***** Task inputs

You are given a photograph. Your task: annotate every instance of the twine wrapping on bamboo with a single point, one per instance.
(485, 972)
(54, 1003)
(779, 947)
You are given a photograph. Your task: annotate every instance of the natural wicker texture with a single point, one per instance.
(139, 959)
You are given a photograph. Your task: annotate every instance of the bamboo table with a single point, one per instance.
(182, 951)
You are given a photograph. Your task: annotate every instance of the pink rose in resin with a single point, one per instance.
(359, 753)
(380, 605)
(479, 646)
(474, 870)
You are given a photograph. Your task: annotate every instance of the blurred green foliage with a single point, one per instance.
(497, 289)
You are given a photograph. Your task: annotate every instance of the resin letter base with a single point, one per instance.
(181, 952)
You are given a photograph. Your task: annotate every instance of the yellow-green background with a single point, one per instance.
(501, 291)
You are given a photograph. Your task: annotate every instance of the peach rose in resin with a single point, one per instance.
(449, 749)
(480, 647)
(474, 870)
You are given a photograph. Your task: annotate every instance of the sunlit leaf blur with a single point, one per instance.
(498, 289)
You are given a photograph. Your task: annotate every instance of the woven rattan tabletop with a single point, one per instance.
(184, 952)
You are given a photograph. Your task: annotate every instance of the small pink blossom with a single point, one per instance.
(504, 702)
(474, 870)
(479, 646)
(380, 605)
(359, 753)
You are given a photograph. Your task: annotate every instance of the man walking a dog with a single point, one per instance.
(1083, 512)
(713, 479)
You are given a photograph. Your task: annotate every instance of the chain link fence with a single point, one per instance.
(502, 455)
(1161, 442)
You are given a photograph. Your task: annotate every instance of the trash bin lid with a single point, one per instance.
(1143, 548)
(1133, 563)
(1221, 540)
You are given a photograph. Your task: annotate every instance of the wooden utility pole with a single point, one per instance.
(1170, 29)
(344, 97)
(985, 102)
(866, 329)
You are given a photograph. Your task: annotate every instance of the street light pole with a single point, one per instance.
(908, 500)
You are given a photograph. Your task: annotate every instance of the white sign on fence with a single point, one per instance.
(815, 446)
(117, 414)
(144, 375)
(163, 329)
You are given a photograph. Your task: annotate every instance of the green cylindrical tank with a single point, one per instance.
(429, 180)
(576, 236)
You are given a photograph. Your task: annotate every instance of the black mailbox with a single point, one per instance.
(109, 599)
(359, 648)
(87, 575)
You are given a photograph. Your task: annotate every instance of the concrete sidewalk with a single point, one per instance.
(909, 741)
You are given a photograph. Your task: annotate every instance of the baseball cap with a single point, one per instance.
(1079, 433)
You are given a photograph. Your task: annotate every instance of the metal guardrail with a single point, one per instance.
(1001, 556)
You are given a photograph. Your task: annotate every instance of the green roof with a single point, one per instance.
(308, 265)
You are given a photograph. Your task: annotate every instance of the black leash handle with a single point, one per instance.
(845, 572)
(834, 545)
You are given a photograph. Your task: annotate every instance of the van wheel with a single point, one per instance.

**********

Reproduce all the rows above word for word, keeping every point in its place and in the same order.

You are given a photograph. Your task: annotate every instance of the twine wrapping on bamboo with a single point, one per instance.
(485, 972)
(54, 1003)
(779, 947)
You are given a photograph. Your task: annotate every instance of the natural wicker texture with a single point, one per instance.
(139, 959)
You are given a photograph. Your task: annotate every instance of the bamboo table with a single point, one per instance.
(182, 951)
You are given a photograph. Your task: annotate every instance of the pink rose in resin with a single point, one per instance.
(359, 753)
(380, 605)
(479, 646)
(474, 870)
You are given a photograph. Your task: annotate every instance of the blurred green foliage with a single point, one per instance.
(497, 289)
You are given a photograph. Your task: annotate every instance of the resin letter base with a single point, one per instance.
(181, 952)
You are given a photograph. Your task: annotate every instance of the yellow-green background with a single point, one per instance.
(501, 291)
You are given a photograph. Your task: annotate every instance of the peach rose in resin with a single point, one per instance.
(449, 749)
(480, 647)
(474, 870)
You are given a photograph. Your task: annotate every instance of the sunlit leaf blur with a single point, one per instance.
(498, 289)
You are given a photograph. Your task: annotate every instance of the woven rattan tabletop with a single point, one per instance.
(184, 952)
You are given a photograph. Your task: annotate every instance of the small pink blossom with a single point, one per instance.
(504, 702)
(474, 870)
(479, 646)
(380, 605)
(359, 753)
You are given a photograph. Your task: annotate every instance of the man walking a dog with a single point, one per instance.
(1083, 512)
(713, 479)
You are given a photograph. Your task: annotate every instance of the chain link fence with a single point, one per instance.
(502, 455)
(1161, 442)
You are given a photograph. Your task: annotate every instance of the trash bin lid with a single point, one per instance.
(1143, 548)
(1133, 563)
(1221, 540)
You are given a photograph. Your task: annotate every instance of the wooden utility pole with a single point, one per instance.
(1170, 29)
(344, 97)
(985, 102)
(866, 329)
You are given a photograph. Your task: annotate every instance of the street light pole with a single point, one per instance.
(908, 500)
You are given a photograph. Your task: annotate every instance of the white sign on fence with a single point, one per instance.
(815, 446)
(117, 414)
(144, 375)
(163, 329)
You are given a photograph. Your task: annotate every instance of the green cylindrical tank with a single point, one per instance.
(429, 180)
(576, 236)
You are given a photograph. Your task: annotate every instance of the black mailbox with a single point, one per instance.
(109, 599)
(359, 648)
(87, 575)
You are given a photograph. Your task: annotate every instance of the concrete sidewalk with a single point, one per instance.
(909, 741)
You are given a photograph. Your task: annotate every instance of the baseball cap with a single point, one per instance.
(1079, 433)
You are given a photograph. Your task: annotate every instance of the metal guardrail with a single point, one per instance.
(1001, 556)
You are given a photograph. Your task: annotate every instance of the green roof with a single point, one per instance.
(308, 265)
You are given a photograph. Your task: annotate every instance of the black leash handle with a single point, one per instance.
(845, 572)
(834, 545)
You are given a photograph. Your task: annotate every instance of the van wheel with a single point, one per instance.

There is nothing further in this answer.